Work required: Everything from the line with "Point out the white trim" through the last line of the records below should be copied exactly, both ends included.

========================================

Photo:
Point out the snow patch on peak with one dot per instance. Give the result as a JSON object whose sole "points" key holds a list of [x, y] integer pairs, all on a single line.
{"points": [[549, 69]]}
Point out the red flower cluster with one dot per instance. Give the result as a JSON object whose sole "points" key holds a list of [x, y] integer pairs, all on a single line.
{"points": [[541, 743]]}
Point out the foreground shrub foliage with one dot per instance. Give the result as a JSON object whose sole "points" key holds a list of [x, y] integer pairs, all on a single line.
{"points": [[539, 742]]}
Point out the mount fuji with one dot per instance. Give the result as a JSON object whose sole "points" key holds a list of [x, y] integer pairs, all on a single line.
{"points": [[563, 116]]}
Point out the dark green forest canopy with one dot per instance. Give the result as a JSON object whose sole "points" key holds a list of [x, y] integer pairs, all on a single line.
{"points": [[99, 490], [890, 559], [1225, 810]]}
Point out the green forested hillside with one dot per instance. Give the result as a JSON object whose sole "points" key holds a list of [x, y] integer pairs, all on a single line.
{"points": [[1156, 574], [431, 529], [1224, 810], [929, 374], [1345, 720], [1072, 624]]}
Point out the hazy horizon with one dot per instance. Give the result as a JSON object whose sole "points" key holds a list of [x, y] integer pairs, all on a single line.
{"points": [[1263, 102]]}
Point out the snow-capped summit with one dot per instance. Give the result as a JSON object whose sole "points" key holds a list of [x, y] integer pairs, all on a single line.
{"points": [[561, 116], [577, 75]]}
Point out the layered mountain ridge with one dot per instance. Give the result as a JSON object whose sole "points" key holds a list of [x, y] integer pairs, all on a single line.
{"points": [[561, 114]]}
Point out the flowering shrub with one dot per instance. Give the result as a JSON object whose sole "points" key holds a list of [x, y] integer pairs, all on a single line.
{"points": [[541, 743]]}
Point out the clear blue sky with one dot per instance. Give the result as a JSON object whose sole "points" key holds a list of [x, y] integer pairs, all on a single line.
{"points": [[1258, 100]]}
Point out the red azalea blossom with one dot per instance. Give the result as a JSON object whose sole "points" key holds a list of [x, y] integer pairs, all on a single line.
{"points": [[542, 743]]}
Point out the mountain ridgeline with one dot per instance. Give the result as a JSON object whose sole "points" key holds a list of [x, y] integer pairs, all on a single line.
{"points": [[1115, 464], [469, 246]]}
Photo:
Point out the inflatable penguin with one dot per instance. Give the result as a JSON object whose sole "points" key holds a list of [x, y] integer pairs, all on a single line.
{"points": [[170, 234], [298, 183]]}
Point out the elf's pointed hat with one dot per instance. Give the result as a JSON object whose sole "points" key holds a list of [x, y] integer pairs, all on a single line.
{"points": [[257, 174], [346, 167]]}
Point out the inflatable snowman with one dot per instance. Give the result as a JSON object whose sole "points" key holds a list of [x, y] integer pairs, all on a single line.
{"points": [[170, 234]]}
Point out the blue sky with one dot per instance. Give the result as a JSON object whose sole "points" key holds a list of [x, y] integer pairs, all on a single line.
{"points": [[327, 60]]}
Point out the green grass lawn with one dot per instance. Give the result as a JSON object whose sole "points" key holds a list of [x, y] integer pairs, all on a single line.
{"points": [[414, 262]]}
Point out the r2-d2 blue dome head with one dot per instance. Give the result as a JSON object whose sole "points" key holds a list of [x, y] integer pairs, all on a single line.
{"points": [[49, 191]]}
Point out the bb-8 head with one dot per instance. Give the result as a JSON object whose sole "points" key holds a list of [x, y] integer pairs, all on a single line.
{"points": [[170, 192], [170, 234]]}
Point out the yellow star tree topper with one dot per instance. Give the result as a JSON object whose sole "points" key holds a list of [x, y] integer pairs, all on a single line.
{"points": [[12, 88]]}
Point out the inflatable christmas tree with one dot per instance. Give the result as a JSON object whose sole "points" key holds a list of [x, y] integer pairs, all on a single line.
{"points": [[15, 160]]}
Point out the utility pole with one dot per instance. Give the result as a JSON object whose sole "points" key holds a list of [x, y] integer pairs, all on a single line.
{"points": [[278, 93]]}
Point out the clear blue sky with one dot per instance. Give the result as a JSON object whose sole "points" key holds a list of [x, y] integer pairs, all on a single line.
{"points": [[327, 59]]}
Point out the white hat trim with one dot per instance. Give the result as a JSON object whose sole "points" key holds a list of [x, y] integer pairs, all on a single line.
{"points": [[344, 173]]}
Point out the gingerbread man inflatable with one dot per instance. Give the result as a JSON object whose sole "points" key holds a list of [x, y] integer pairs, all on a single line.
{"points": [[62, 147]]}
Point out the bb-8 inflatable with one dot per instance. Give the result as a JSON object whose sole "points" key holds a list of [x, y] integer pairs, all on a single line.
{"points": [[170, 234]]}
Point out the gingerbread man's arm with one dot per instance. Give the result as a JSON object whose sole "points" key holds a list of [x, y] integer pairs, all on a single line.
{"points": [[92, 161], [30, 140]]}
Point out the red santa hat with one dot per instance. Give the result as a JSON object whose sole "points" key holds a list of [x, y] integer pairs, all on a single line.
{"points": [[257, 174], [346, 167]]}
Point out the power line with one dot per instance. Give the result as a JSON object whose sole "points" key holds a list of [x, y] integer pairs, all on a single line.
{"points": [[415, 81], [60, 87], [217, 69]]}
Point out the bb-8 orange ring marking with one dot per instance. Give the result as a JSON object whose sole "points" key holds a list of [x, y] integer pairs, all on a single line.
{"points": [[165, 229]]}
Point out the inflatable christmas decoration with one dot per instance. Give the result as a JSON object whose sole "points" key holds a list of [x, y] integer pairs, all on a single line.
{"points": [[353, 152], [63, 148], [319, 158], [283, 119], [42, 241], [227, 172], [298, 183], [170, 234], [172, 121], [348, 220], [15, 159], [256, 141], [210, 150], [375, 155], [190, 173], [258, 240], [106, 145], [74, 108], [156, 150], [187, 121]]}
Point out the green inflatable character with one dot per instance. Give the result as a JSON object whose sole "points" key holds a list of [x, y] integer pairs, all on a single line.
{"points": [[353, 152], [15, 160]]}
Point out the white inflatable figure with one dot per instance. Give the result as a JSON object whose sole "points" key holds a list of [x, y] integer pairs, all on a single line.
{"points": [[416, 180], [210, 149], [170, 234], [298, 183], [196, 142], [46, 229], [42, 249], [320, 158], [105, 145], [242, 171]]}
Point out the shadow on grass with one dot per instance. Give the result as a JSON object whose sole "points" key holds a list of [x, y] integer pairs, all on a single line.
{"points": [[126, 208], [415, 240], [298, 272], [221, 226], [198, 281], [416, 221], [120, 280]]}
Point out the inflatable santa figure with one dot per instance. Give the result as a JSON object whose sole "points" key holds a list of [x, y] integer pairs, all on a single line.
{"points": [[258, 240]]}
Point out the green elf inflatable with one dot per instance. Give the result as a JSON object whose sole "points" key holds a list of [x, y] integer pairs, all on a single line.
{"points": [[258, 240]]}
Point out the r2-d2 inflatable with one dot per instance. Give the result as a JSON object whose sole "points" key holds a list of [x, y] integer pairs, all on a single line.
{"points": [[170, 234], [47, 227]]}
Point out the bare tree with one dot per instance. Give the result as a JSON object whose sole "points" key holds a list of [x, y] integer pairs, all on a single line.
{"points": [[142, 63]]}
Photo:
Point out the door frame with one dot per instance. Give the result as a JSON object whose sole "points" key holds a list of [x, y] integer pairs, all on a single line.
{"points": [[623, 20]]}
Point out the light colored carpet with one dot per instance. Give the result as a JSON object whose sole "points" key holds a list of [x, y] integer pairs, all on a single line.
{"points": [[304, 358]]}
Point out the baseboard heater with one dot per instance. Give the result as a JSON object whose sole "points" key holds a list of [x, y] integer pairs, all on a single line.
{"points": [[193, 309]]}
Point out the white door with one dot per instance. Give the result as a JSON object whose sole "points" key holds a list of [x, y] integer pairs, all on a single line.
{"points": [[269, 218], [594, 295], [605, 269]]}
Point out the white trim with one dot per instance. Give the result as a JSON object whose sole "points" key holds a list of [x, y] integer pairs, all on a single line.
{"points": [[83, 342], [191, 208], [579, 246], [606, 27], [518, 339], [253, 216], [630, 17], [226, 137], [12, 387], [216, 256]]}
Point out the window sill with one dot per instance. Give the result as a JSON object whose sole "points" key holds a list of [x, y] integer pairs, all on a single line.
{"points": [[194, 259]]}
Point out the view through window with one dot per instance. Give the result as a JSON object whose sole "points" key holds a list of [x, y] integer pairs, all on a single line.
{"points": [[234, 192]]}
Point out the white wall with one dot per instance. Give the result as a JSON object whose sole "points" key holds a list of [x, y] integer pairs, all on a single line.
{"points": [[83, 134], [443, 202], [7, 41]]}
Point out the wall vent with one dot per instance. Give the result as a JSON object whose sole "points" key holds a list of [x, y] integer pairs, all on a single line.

========================================

Completed exercise:
Point out the white trim with one dot per instance. Give the result as a JSON object whose sole "points" key holds a list of [x, y] integer pairs, all on a single line.
{"points": [[83, 342], [191, 208], [579, 246], [606, 27], [518, 339], [253, 216], [630, 17], [226, 137], [12, 387], [216, 256]]}
Point out the window sill with one dot per instance. Give the result as a JSON object whose sole "points" key holds a list of [x, y] integer pairs, all on a single line.
{"points": [[194, 259]]}
Point out the view through window with one dot per instance. Give the result as a JSON object whose sole "points" key holds a list of [x, y] integer pairs, all on a single line.
{"points": [[234, 192]]}
Point out the white wall with one dot per instance. Give the result as a JSON object whose sole "points" key holds a list of [x, y] integer pairs, all on a single line.
{"points": [[83, 134], [443, 202], [7, 41]]}
Point out the wall vent with one dot per instance. Give the result as a JSON object whose sole "points" key holds a list of [x, y] integer pairs, all on a single line.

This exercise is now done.